▶ _WHAT YOU NEED TO DO_
Rewrite the part of the material that runs from its start through the line containing "box: [1, 72, 67, 178]", substituting "not required" for "optional" and leaving everything else unchanged. Leave the pictures out of your answer.

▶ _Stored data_
··········

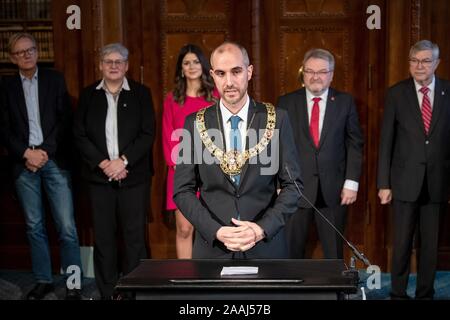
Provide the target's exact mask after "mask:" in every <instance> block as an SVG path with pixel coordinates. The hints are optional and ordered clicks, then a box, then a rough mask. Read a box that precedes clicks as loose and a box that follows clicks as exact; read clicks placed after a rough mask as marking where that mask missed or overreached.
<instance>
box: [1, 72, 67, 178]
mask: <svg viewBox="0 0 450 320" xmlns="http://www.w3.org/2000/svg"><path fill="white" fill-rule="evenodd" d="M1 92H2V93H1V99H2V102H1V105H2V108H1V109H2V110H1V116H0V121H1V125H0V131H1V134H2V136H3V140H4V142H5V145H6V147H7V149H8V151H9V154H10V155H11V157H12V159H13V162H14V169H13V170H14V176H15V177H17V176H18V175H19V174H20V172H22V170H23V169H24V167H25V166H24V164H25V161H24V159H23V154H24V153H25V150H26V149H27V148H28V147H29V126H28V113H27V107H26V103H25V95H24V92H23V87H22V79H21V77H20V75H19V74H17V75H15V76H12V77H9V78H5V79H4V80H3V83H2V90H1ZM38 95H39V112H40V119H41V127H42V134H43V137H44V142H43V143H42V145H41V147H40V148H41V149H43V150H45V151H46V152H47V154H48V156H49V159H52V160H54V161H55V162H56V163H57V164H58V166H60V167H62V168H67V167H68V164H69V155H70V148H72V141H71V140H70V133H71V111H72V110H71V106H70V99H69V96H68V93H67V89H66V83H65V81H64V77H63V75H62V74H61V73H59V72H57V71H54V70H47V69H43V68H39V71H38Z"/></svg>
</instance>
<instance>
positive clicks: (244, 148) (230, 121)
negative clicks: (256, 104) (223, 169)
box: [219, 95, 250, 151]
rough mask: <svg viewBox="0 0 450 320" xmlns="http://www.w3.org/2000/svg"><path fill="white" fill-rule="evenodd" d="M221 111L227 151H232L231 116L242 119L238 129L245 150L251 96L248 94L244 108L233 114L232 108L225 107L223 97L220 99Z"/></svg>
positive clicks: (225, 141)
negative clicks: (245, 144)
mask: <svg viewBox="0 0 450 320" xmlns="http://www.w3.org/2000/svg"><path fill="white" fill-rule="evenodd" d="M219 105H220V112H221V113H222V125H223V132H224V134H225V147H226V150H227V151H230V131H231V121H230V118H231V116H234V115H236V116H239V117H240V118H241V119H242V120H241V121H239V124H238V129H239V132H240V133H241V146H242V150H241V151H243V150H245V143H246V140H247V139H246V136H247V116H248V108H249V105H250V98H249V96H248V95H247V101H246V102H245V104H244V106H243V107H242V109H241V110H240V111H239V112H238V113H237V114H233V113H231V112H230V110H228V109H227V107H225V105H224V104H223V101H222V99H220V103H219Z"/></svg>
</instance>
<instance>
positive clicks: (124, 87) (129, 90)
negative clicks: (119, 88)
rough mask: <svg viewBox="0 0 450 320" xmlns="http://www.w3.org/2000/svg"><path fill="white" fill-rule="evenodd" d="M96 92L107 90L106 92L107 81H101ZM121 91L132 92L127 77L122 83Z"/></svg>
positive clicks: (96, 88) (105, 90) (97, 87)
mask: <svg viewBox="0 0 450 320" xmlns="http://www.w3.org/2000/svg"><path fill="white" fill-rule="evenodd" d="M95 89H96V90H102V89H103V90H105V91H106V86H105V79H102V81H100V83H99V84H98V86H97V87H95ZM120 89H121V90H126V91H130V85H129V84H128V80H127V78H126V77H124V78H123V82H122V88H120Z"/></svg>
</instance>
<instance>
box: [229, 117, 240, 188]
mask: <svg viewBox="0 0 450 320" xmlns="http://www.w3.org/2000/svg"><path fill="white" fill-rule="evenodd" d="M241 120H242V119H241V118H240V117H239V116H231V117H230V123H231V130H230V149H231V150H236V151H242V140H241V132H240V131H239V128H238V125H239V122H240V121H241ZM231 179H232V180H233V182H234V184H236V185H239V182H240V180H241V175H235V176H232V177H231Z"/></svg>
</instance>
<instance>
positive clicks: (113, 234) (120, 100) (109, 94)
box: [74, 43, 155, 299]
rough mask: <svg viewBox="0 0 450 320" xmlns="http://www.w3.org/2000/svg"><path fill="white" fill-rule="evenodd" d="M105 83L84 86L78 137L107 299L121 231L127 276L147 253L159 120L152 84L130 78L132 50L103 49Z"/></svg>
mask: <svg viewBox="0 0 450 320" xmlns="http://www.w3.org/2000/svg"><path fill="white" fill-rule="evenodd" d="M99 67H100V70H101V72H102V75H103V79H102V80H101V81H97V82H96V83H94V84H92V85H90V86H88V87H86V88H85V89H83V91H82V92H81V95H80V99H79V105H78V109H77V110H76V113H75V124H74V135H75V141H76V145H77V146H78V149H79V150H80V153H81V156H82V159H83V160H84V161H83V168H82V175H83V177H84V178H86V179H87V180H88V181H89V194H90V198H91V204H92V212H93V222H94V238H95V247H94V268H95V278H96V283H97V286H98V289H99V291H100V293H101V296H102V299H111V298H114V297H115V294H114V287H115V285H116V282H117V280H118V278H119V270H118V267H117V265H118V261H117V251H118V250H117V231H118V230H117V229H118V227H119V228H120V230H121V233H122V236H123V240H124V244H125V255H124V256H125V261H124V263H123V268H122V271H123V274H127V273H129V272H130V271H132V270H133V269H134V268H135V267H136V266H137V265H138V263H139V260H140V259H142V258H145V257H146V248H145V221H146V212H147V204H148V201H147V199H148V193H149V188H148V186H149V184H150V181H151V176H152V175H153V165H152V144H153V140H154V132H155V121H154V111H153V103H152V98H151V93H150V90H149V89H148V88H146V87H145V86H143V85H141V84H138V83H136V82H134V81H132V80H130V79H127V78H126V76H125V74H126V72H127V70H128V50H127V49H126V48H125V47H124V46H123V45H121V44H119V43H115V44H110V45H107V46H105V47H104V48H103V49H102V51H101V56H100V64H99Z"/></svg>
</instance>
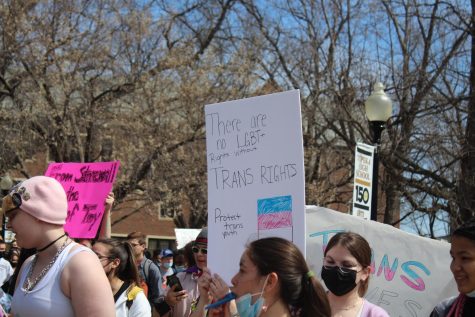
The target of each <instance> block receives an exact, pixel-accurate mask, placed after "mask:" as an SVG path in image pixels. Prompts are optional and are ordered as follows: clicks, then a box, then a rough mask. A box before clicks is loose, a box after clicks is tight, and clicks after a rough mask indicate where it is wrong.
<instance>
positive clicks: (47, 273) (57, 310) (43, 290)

··········

▶ _SOLUTION TO THIS PROBLEM_
Provide the target's exact mask after "mask:" in every <instance> block as an SVG path with pixel coordinates. The hints are not required and ordered clicks, then a box, then a rough mask. Read a box that precedes clicks as loose and a box that follows clicks as exact; read clicks placed after a rough mask as marking where that mask missed or overreached.
<instance>
box: [1, 72, 67, 178]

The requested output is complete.